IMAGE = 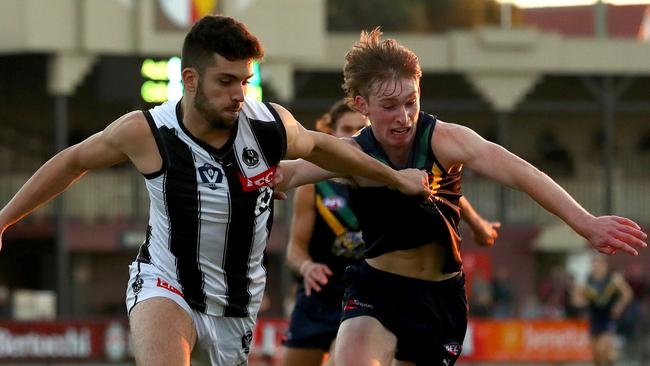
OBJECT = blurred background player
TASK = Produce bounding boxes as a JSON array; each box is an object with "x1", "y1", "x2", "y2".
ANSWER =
[
  {"x1": 574, "y1": 255, "x2": 633, "y2": 366},
  {"x1": 280, "y1": 100, "x2": 500, "y2": 366}
]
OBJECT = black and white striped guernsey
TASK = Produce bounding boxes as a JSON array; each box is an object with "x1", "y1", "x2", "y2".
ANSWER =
[{"x1": 136, "y1": 97, "x2": 286, "y2": 317}]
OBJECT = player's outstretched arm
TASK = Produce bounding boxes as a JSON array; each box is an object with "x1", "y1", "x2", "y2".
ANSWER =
[
  {"x1": 435, "y1": 122, "x2": 647, "y2": 256},
  {"x1": 271, "y1": 103, "x2": 429, "y2": 197},
  {"x1": 0, "y1": 112, "x2": 151, "y2": 250}
]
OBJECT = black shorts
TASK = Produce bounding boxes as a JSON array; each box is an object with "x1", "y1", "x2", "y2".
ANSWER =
[
  {"x1": 341, "y1": 262, "x2": 468, "y2": 365},
  {"x1": 282, "y1": 290, "x2": 343, "y2": 350},
  {"x1": 589, "y1": 315, "x2": 616, "y2": 336}
]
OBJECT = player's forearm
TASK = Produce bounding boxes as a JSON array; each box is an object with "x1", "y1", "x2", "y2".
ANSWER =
[
  {"x1": 306, "y1": 132, "x2": 400, "y2": 188},
  {"x1": 459, "y1": 197, "x2": 482, "y2": 231},
  {"x1": 509, "y1": 162, "x2": 593, "y2": 236},
  {"x1": 276, "y1": 160, "x2": 333, "y2": 191},
  {"x1": 0, "y1": 148, "x2": 86, "y2": 230},
  {"x1": 286, "y1": 241, "x2": 312, "y2": 275}
]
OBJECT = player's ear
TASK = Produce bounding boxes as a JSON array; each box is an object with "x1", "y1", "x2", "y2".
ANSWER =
[
  {"x1": 182, "y1": 68, "x2": 199, "y2": 93},
  {"x1": 353, "y1": 95, "x2": 369, "y2": 117}
]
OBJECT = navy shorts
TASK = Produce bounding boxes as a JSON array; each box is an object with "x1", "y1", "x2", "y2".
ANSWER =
[
  {"x1": 282, "y1": 290, "x2": 343, "y2": 350},
  {"x1": 341, "y1": 262, "x2": 468, "y2": 365},
  {"x1": 589, "y1": 315, "x2": 617, "y2": 336}
]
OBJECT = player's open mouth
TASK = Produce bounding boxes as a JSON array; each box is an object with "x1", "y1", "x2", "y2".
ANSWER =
[{"x1": 391, "y1": 127, "x2": 411, "y2": 135}]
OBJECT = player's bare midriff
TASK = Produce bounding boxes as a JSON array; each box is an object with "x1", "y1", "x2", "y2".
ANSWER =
[{"x1": 365, "y1": 242, "x2": 460, "y2": 281}]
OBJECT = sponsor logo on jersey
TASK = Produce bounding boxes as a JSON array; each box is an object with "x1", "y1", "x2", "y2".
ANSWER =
[
  {"x1": 156, "y1": 277, "x2": 184, "y2": 297},
  {"x1": 323, "y1": 196, "x2": 346, "y2": 210},
  {"x1": 444, "y1": 342, "x2": 461, "y2": 356},
  {"x1": 198, "y1": 163, "x2": 224, "y2": 190},
  {"x1": 242, "y1": 147, "x2": 260, "y2": 168},
  {"x1": 238, "y1": 166, "x2": 276, "y2": 192}
]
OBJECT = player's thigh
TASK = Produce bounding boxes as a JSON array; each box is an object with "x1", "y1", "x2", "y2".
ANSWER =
[
  {"x1": 335, "y1": 316, "x2": 396, "y2": 366},
  {"x1": 281, "y1": 347, "x2": 326, "y2": 366},
  {"x1": 129, "y1": 297, "x2": 196, "y2": 366}
]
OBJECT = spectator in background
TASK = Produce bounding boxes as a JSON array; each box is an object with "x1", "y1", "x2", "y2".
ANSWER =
[
  {"x1": 574, "y1": 255, "x2": 633, "y2": 366},
  {"x1": 538, "y1": 266, "x2": 568, "y2": 318},
  {"x1": 491, "y1": 267, "x2": 515, "y2": 318},
  {"x1": 520, "y1": 294, "x2": 543, "y2": 319},
  {"x1": 564, "y1": 273, "x2": 583, "y2": 319},
  {"x1": 469, "y1": 272, "x2": 493, "y2": 317}
]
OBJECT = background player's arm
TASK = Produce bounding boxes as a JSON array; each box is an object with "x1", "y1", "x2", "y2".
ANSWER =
[
  {"x1": 271, "y1": 103, "x2": 428, "y2": 196},
  {"x1": 0, "y1": 112, "x2": 153, "y2": 249},
  {"x1": 611, "y1": 272, "x2": 633, "y2": 319},
  {"x1": 286, "y1": 185, "x2": 332, "y2": 296},
  {"x1": 459, "y1": 197, "x2": 500, "y2": 248},
  {"x1": 433, "y1": 121, "x2": 647, "y2": 256}
]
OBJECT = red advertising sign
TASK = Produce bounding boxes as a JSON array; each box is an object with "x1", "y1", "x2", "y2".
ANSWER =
[
  {"x1": 460, "y1": 319, "x2": 591, "y2": 363},
  {"x1": 0, "y1": 320, "x2": 130, "y2": 362}
]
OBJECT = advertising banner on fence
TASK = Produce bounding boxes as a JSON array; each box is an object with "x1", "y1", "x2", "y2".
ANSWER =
[
  {"x1": 0, "y1": 320, "x2": 130, "y2": 363},
  {"x1": 0, "y1": 318, "x2": 590, "y2": 364},
  {"x1": 460, "y1": 319, "x2": 591, "y2": 363}
]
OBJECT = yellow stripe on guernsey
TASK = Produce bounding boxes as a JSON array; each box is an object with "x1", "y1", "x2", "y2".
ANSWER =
[
  {"x1": 430, "y1": 163, "x2": 443, "y2": 194},
  {"x1": 316, "y1": 195, "x2": 346, "y2": 236},
  {"x1": 431, "y1": 162, "x2": 462, "y2": 265}
]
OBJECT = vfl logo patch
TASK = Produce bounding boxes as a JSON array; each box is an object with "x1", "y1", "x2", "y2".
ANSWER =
[
  {"x1": 242, "y1": 147, "x2": 260, "y2": 168},
  {"x1": 238, "y1": 166, "x2": 276, "y2": 192},
  {"x1": 198, "y1": 163, "x2": 224, "y2": 190},
  {"x1": 156, "y1": 278, "x2": 184, "y2": 297},
  {"x1": 444, "y1": 342, "x2": 461, "y2": 356},
  {"x1": 323, "y1": 196, "x2": 346, "y2": 210}
]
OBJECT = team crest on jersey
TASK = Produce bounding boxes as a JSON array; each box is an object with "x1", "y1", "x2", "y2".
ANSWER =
[
  {"x1": 131, "y1": 275, "x2": 143, "y2": 295},
  {"x1": 242, "y1": 147, "x2": 260, "y2": 168},
  {"x1": 198, "y1": 163, "x2": 224, "y2": 190},
  {"x1": 323, "y1": 196, "x2": 346, "y2": 210}
]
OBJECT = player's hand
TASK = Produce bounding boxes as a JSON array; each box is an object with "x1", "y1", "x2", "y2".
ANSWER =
[
  {"x1": 395, "y1": 169, "x2": 430, "y2": 197},
  {"x1": 300, "y1": 261, "x2": 333, "y2": 296},
  {"x1": 270, "y1": 164, "x2": 288, "y2": 200},
  {"x1": 472, "y1": 219, "x2": 501, "y2": 248},
  {"x1": 582, "y1": 216, "x2": 647, "y2": 256}
]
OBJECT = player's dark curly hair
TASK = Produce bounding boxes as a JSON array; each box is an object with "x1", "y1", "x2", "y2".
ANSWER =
[{"x1": 182, "y1": 15, "x2": 264, "y2": 72}]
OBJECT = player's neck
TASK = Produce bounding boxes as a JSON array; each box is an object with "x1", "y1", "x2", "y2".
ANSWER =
[
  {"x1": 181, "y1": 99, "x2": 234, "y2": 149},
  {"x1": 383, "y1": 142, "x2": 414, "y2": 168}
]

▶ Activity: When the string "guernsey" appears in a line of the records above, that line is to be copied.

▶ Finished task:
OBJECT = black and white striped guernsey
OBJECT = yellow stripe on guernsey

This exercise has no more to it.